Put the records below into a two-column CSV with the header text,answer and one row per record. Quote each field, replace its line breaks with spaces, and leave the pictures out.
•••
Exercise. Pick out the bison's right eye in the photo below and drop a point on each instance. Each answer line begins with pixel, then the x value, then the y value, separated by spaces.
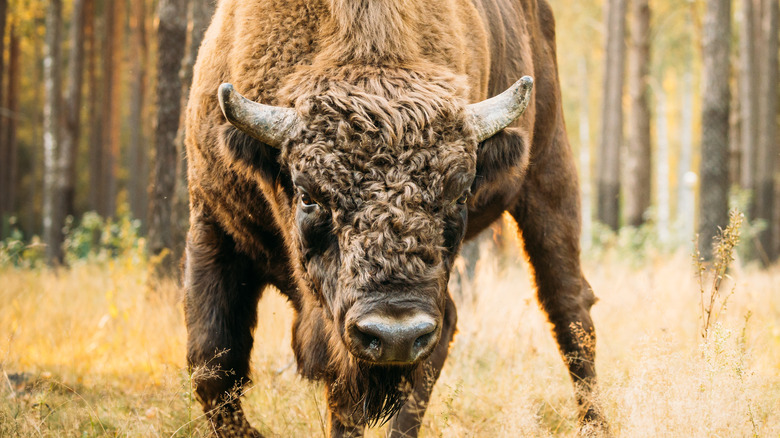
pixel 308 204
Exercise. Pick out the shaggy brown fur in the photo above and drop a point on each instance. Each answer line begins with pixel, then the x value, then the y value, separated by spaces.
pixel 363 208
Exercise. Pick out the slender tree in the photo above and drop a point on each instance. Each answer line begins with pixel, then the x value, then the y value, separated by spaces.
pixel 200 12
pixel 139 176
pixel 768 148
pixel 714 188
pixel 71 128
pixel 748 100
pixel 585 159
pixel 92 25
pixel 9 132
pixel 612 116
pixel 112 80
pixel 686 177
pixel 5 169
pixel 662 165
pixel 51 127
pixel 638 160
pixel 171 39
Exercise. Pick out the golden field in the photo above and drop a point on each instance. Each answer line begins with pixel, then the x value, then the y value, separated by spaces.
pixel 93 351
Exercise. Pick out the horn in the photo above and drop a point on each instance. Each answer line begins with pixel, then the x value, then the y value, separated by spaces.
pixel 494 114
pixel 269 124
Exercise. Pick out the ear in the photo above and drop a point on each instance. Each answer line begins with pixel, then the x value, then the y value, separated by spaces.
pixel 502 159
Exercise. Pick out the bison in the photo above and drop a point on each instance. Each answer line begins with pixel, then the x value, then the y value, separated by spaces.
pixel 361 151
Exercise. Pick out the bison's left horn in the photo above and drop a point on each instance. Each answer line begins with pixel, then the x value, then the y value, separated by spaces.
pixel 494 114
pixel 269 124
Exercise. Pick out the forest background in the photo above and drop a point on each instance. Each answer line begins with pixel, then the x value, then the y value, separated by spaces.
pixel 672 113
pixel 662 99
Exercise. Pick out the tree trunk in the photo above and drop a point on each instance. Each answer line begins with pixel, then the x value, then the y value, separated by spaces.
pixel 137 151
pixel 9 131
pixel 5 168
pixel 748 102
pixel 639 155
pixel 72 119
pixel 768 145
pixel 686 178
pixel 714 188
pixel 52 231
pixel 585 160
pixel 112 81
pixel 662 165
pixel 171 38
pixel 91 30
pixel 612 116
pixel 200 12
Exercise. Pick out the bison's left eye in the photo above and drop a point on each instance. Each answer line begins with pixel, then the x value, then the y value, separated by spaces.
pixel 308 204
pixel 463 198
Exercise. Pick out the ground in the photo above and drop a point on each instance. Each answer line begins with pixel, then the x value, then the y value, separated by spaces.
pixel 93 351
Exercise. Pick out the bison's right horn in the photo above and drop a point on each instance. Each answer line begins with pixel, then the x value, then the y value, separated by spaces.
pixel 494 114
pixel 269 124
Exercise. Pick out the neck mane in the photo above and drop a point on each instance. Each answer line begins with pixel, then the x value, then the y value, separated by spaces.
pixel 374 32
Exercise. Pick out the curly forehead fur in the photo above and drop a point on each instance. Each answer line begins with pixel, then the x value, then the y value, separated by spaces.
pixel 381 148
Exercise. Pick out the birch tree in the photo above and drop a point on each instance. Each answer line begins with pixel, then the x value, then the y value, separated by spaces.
pixel 714 187
pixel 52 236
pixel 612 116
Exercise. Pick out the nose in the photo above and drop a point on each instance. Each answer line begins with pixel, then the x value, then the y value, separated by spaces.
pixel 387 340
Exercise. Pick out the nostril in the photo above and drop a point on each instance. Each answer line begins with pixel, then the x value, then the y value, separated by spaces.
pixel 423 341
pixel 366 342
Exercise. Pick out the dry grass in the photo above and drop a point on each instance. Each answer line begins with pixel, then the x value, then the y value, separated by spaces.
pixel 102 356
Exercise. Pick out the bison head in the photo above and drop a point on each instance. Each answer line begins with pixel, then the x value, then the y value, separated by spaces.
pixel 382 167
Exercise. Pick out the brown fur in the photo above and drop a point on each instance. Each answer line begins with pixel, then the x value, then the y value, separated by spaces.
pixel 385 151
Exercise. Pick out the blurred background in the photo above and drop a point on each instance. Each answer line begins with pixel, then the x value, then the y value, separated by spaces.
pixel 671 108
pixel 672 114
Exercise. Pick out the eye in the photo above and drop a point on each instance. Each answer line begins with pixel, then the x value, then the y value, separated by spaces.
pixel 307 203
pixel 463 198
•••
▸ EXERCISE OUTPUT
text,answer
"Exercise. Pick out the bison's right eye in the photo below and drop a point on each instance. Each answer line begins with pixel, then the x value, then the y value, separated by spaces.","pixel 308 204"
"Exercise. Pick out the shaggy brown fur in the photo above and drop a point on each instance. Each answer line begins with pixel, then the x value, then the y value, separated by spaces.","pixel 363 208"
"Exercise. Pick out the slender tree in the photo above and drop a point on each instance. Each answer line begins with pixel, then the x value, then the y value, separated by spaces.","pixel 200 12 pixel 139 176 pixel 768 148 pixel 714 188 pixel 71 128 pixel 748 100 pixel 585 159 pixel 92 25 pixel 9 132 pixel 612 116 pixel 112 80 pixel 686 177 pixel 5 169 pixel 662 165 pixel 51 127 pixel 638 160 pixel 171 39"
"Exercise. Pick out the golden field in the photo above and drop a point on each instance. Each answer line begins with pixel, then the x value, then the y value, separated by spaces.","pixel 93 351"
"Exercise. Pick out the horn in the photo above and drop a point on each instance. Each answer line begins with pixel, then the x value, then the y value, separated by spaces.","pixel 494 114 pixel 269 124"
"Exercise. Pick out the ear in the photo above and drop a point on each instance. Each answer line begins with pixel, then the x value, then the y value, separated by spaces.","pixel 502 159"
"Exercise. Pick out the bison in the photo above and drop a point on each instance. Each answer line begins with pixel, then the x value, then the y value, separated by spaces.","pixel 361 151"
"Exercise. Pick out the bison's left horn in the photo above and drop a point on each instance. Each answer line begins with pixel, then the x value, then the y value, separated by spaces.","pixel 494 114 pixel 269 124"
"Exercise. Pick out the forest background in the photo above and drop a point on each instance. Each answer line begins with pixel, then the x value, then the y value, separated by spaces.","pixel 672 113 pixel 662 99"
"Exercise. Pick out the tree trunk in the photo above and drop a point on each instance. Each answer line begins with pixel, then the x value, then the y value, separated by spaces.","pixel 137 151 pixel 9 131 pixel 5 168 pixel 748 102 pixel 639 155 pixel 72 119 pixel 768 145 pixel 686 178 pixel 714 188 pixel 52 231 pixel 585 160 pixel 112 81 pixel 662 165 pixel 171 38 pixel 91 30 pixel 612 116 pixel 200 12"
"Exercise. Pick out the bison's left eye in the photo above and drop a point on each instance. Each answer line begins with pixel, then the x value, then the y value, separated by spaces.","pixel 308 204 pixel 463 198"
"Exercise. Pick out the ground in the photo above and drop a point on each instance. Each answer line begins with pixel, then the x value, then the y value, separated by spaces.","pixel 93 351"
"Exercise. Pick out the bison's right horn in the photo above and drop a point on each instance. Each answer line begins with pixel, then the x value, then the y value, separated by spaces.","pixel 494 114 pixel 269 124"
"Exercise. Pick out the neck mane in the photo above and drop a point on each instance. Each answer line begins with pixel, then the x value, then the y value, separated by spaces.","pixel 374 32"
"Exercise. Pick out the curly forehead fur in the photo above and drop a point on each instance. Each answer line begins with pixel, then the x value, then the y value, separated by spaces.","pixel 381 148"
"Exercise. Pick out the birch tree in the photo above and drop a point on each instance. Each answer line begins with pixel, then the x value, then the y value, separated by spaces.","pixel 714 187 pixel 52 236 pixel 612 116"
"Exercise. Pick out the nose in the photo above and drop a point on each instance. Each answer line begins with pixel, then the x value, then the y value, separated by spaces.","pixel 387 340"
"Exercise. Pick out the nostril in the photo above and drop a point on each instance. Each answer line begins with pixel, then the x value, then the y value, separated by spaces.","pixel 423 341 pixel 366 342"
"Exercise. Pick out the dry grass in the photo above and drop a point on each instance. Each answer line begins with pixel, then the x value, then the y value, separated by spaces.","pixel 102 356"
"Exercise. Pick out the bison head in the photo above and drop a point on each instance. Each answer line begins with pixel, then the x value, then the y value, separated by spaces.","pixel 382 167"
"Exercise. Pick out the brown fur in the photo above and drop a point on each instance. Each answer line begins with pixel, then the x value, then the y value, separated by spaces.","pixel 385 151"
"Exercise. Pick out the blurred background in the photo above and drop a point on each instance. Each answer line begins with pixel, then the x value, then the y value, separated by spaces.","pixel 671 108 pixel 672 114"
"Exercise. Pick out the eye in the photo above and drop a point on each instance. Each answer line begins with pixel, then the x value, then the y value, separated by spaces.","pixel 307 203 pixel 463 198"